▸ **待完成练习**:
A) 请把走迷宫代码节选中从“在本节代码中,莫烦大神用Q_”一直到“action = RL.choose_action(str(observation))”的全部内容原样抄写出来。
B) 根据走迷宫代码节选,哪个文件对应迭代更新部分?
C) 请用两句话概括走迷宫代码节选。

在本节代码中,莫烦大神用Q_Learning算法实现一个探索者走迷宫的游戏,核心代码包括run_this.py和RL_brain.py.其中,run_this.py对应迭代更新部分。
from maze_env import Maze
from RL_brain import QLearningTable
def update():
for episode in range(100): #玩100轮游戏
# initial observation
observation = env.reset() #游戏开始,初始化游戏
while True:
# fresh env
env.render()
# RL choose action based on observation
action = RL.choose_action(str(observation))
# RL take action and get next observation and reward
observation_, reward, done = env.step(action)
# RL learn from this transition
RL.learn(str(observation), action, reward, str(observation_))
# swap observation
observation = observation_
# break while loop when end of this episode
if done:
break
# end of game
print('game over')

取自某一集合的条目:
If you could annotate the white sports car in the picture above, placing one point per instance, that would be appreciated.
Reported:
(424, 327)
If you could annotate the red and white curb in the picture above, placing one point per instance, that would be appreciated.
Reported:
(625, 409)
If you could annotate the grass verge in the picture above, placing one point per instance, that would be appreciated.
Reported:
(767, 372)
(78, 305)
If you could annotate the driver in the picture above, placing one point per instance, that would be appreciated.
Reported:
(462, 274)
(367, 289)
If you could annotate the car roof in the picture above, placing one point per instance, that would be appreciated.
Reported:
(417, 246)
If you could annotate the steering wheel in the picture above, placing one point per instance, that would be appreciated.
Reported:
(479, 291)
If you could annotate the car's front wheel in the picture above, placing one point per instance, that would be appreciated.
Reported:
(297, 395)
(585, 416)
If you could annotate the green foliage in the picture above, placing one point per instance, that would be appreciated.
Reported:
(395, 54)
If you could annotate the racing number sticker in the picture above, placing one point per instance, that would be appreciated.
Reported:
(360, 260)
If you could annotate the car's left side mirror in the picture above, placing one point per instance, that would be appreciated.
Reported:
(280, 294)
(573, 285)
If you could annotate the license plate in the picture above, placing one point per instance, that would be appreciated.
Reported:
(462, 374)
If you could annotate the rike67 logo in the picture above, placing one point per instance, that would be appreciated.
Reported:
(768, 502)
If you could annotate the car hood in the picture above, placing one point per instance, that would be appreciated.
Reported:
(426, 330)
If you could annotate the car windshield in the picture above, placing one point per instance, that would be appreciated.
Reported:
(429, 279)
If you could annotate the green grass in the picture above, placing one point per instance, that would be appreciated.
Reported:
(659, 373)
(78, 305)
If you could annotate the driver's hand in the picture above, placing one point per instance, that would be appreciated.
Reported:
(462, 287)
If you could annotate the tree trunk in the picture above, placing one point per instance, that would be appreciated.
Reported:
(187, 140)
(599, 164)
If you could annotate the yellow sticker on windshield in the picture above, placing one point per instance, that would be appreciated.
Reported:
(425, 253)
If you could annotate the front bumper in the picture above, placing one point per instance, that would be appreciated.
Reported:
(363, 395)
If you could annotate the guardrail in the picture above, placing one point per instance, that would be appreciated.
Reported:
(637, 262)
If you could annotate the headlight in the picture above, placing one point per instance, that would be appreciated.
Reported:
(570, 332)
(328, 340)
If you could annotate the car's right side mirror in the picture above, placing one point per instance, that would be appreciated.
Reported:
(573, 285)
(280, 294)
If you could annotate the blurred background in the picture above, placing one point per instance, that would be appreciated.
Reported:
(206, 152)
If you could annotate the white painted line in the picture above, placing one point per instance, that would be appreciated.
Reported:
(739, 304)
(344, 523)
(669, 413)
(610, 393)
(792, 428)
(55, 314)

▸ **练习答案**:
A)
在本节代码中,莫烦大神用Q_Learning算法实现一个探索者走迷宫的游戏,核心代码包括run_this.py和RL_brain.py.其中,run_this.py对应迭代更新部分。
from maze_env import Maze
from RL_brain import QLearningTable
def update():
for episode in range(100): #玩100轮游戏
# initial observation
observation = env.reset() #游戏开始,初始化游戏
while True:
# fresh env
env.render()
# RL choose action based on observation
action = RL.choose_action(str(observation))

B) run_this.py对应迭代更新部分。

C) 莫烦用Q_Learning算法实现了一个探索者走迷宫的游戏,核心代码包括run_this.py和RL_brain.py,其中run_this.py对应迭代更新部分。update函数让游戏玩100轮,每轮先初始化游戏,再循环根据观测选择动作、执行动作得到下一个观测和奖励并从中学习,直到本轮结束,最后打印“game over”。